Ollama-style Voice Model Management - Self-hosted OpenAI-compatible Speech AI

These details have not been verified by PyPI

Project links

Project description

Vocal

Generic Speech AI Platform - Ollama for Voice Models

Vocal is an API-first speech AI platform with automatic OpenAPI spec generation, auto-generated SDK, and Ollama-style model management. Built with a generic registry pattern supporting multiple providers.

🚀 Quick Start (5 minutes)

# 1. Clone and setup
git clone <repo-url>
cd vocal
make install

# 2. Start API
make serve

# 3. Visit interactive docs
# Open: http://localhost:8000/docs

# 4. Use SDK to transcribe
python sdk_example.py your_audio.mp3

That's it! Models auto-download on first use.

Pro tip: Run make help to see all available commands.

Features

🎯 API-First Architecture: FastAPI with auto-generated OpenAPI spec
📖 Interactive Docs: Swagger UI at /docs endpoint
📦 Auto-Generated SDK: Python SDK generated from OpenAPI spec
🔄 Ollama-Style: Model registry with pull/list/delete commands
🚀 Fast Inference: faster-whisper (4x faster than OpenAI Whisper)
⚡ GPU Acceleration: Automatic CUDA detection with VRAM optimization
🌍 99+ Languages: Support for multilingual transcription
🔌 Extensible: Generic provider pattern (HuggingFace, local, custom)
🎤 OpenAI Compatible: /v1/audio/transcriptions endpoint
🔊 Text-to-Speech: Neural TTS with Piper or system voices
🎨 CLI Tool: Typer-based CLI with rich console output
✅ Production Ready: 23/23 E2E tests passing with real audio assets

Quick Start

1. Installation

git clone <repo-url>
cd vocal

# Option 1: Using Makefile (recommended)
make install

# Option 2: Using uv directly
uv venv
uv sync

2. Start API Server

# Using Makefile
make serve

# Or using uv directly
uv run uvicorn vocal_api.main:app --port 8000

# Development mode with auto-reload
make serve-dev

The API will be available at:

API: http://localhost:8000
Interactive Docs: http://localhost:8000/docs 🎉
OpenAPI Spec: http://localhost:8000/openapi.json
Health: http://localhost:8000/health

3. Use the SDK

from vocal_sdk import VocalSDK

# Initialize client
client = VocalSDK(base_url="http://localhost:8000")

WORK ITEM A — In the Vocal project description, which Makefile command starts the API server in development mode with auto-reload?
WORK ITEM B — Continue the Vocal project description from where it stops.

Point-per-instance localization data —

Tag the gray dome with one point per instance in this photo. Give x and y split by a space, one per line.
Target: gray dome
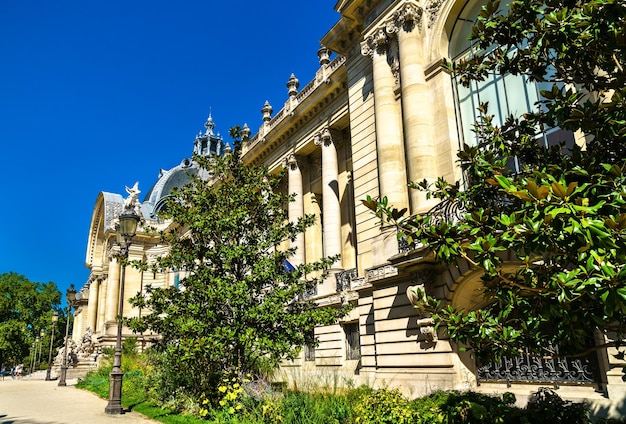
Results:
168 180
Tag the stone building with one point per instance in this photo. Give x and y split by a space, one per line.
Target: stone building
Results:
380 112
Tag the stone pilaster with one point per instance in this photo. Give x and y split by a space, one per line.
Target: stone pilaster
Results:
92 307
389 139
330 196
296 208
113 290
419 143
---
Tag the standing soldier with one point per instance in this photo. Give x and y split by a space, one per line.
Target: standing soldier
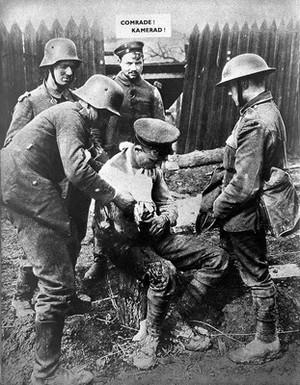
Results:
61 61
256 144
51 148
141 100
* * *
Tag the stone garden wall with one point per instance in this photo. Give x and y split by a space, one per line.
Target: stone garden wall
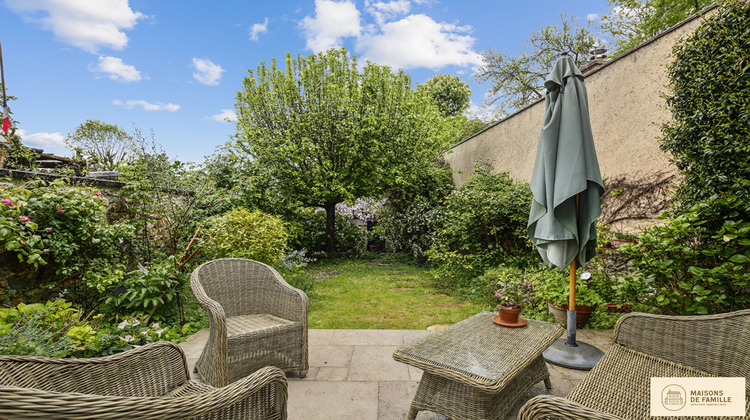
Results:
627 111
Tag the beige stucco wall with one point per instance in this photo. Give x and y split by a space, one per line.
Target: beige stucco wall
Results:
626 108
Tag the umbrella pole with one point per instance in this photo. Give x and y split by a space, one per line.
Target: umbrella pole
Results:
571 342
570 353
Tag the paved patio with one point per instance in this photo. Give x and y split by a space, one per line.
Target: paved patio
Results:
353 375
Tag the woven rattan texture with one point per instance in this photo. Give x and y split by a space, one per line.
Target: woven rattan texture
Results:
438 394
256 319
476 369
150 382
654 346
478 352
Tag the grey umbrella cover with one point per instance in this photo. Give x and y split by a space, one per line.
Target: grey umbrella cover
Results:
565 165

EXPECTED ANSWER A — make serve-dev

EXPECTED ANSWER B —
# List models (Ollama-style)
models = client.models.list()
for model in models['models']:
    print(f"{model['id']}: {model['status']}")

# Download model if needed (Ollama-style pull)
client.models.download("Systran/faster-whisper-tiny")

# Transcribe audio (OpenAI-compatible)
result = client.audio.transcribe(
    file="audio.mp3",
    model="Systran/faster-whisper-tiny"
)
print(result['text'])

# Text-to-Speech
audio = client.audio.text_to_speech("Hello, world!")
with open("output.wav", "wb") as f:
    f.write(audio)

Or use the CLI:

# Transcribe audio
vocal run audio.mp3

# List models
vocal models list

# Download model
vocal models pull Systran/faster-whisper-tiny

# Start API server
vocal serve --port 8000

Or use the example:

uv run python sdk_example.py Recording.m4a

Architecture

See VOICESTACK_API_FIRST_ARCHITECTURE.md for detailed architecture documentation.

Key Principles:

API-first design with auto-generated OpenAPI spec
Generic registry pattern for extensibility
Ollama-style model management
OpenAI-compatible endpoints
Type-safe throughout with Pydantic

vocal/
├── packages/
│   ├── core/           # Model registry & adapters ✅
│   │   └── vocal_core/
│   │       ├── registry/      # Generic model registry
│   │       │   ├── providers/ # HuggingFace, local, custom
│   │       │   └── model_info.py
│   │       └── adapters/      # STT/TTS adapters
│   │           └── stt/       # faster-whisper implementation
│   │
│   ├── api/            # FastAPI server ✅
│   │   └── vocal_api/
│   │       ├── models/        # Pydantic schemas
│   │       ├── routes/        # API endpoints
│   │       ├── services/      # Business logic
│   │       └── main.py        # FastAPI app
│   │
│   ├── sdk/            # Auto-generated Python SDK ⏳
│   └── cli/            # CLI using SDK ⏳
│
├── pyproject.toml      # uv workspace config
└── .gitignore

API Endpoints

Model Management (Ollama-style)

`GET /v1/models`

List all available models

Query params:

status: Filter by status (available, downloading, not_downloaded)
task: Filter by task (stt, tts)

`GET /v1/models/{model_id}`

Get model information

`POST /v1/models/{model_id}/download`

Download a model (Ollama-style "pull")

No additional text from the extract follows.